§ **Brief**: Begin at the line that has "Trace the outline of every instance of the glass" and stop after the line that has "POLYGON ((323 225, 302". Write out only those lines again, requests included, and increase every coordinate in the polygon outline by 113.

━━━ Data in this exercise ━━━

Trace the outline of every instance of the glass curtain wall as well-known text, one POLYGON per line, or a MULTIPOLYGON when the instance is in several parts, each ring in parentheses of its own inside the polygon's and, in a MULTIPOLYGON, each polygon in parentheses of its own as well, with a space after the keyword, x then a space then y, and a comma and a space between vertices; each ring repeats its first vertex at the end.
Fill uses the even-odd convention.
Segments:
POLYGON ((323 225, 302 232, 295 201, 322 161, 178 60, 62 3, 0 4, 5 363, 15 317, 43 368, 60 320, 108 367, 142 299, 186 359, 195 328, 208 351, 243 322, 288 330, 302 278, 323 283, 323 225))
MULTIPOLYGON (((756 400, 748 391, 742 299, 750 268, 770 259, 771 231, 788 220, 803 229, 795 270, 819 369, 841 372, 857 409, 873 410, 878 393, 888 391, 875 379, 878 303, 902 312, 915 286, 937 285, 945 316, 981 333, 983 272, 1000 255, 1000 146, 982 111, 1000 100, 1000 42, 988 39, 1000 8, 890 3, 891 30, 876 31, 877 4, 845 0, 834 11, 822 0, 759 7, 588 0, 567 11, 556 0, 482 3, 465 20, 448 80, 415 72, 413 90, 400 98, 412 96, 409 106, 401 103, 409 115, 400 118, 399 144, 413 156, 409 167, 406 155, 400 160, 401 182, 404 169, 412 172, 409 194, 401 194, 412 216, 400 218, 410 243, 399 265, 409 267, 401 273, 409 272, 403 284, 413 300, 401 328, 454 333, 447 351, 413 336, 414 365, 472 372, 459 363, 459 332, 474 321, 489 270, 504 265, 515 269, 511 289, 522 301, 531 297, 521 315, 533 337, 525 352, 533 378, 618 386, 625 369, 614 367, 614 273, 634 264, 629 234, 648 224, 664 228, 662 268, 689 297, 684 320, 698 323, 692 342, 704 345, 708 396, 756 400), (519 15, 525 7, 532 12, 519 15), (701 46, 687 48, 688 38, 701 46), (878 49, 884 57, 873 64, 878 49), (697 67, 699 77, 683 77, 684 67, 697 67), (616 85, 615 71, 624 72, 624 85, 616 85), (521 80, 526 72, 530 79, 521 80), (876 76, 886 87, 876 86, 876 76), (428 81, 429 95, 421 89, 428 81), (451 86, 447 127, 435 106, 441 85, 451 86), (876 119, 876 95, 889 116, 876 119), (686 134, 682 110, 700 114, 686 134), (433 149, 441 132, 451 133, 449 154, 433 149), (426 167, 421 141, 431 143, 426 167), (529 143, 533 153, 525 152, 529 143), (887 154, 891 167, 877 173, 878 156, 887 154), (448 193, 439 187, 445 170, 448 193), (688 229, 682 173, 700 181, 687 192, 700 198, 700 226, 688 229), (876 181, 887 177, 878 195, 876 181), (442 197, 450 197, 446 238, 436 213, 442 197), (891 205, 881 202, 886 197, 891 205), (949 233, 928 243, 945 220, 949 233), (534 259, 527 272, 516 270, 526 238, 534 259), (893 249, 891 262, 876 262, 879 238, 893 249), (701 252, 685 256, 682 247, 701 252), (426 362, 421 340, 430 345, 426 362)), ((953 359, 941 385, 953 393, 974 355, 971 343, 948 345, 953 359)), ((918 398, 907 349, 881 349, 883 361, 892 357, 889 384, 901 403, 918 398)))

━━━
━━━ Data in this exercise ━━━

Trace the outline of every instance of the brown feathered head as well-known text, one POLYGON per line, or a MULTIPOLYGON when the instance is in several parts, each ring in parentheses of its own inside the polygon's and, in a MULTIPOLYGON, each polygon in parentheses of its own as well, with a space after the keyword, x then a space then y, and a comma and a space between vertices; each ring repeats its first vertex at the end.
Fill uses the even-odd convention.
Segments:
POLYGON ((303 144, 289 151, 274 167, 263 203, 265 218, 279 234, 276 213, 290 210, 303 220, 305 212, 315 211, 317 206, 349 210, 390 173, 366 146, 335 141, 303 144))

━━━
━━━ Data in this exercise ━━━

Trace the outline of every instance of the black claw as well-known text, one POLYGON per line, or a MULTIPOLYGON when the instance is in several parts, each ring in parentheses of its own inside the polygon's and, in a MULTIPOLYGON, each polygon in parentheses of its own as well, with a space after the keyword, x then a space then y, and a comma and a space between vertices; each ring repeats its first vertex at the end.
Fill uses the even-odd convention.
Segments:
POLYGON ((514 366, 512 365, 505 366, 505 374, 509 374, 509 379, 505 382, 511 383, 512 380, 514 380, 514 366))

━━━

§ **Task output**:
Trace the outline of every instance of the glass curtain wall as well-known text, one POLYGON per line, or a MULTIPOLYGON when the instance is in several parts, each ring in parentheses of its own inside the polygon's and, in a MULTIPOLYGON, each polygon in parentheses of its own as well, with a space after the keyword, x then a space then y, and a comma and a space between vertices; each ring repeats its first vertex at the end.
Fill uses the even-odd convention.
Segments:
POLYGON ((436 338, 415 345, 408 314, 435 274, 291 173, 175 116, 113 117, 118 476, 128 430, 156 481, 173 433, 221 480, 255 412, 299 472, 308 441, 321 464, 356 435, 401 443, 415 391, 436 396, 436 338))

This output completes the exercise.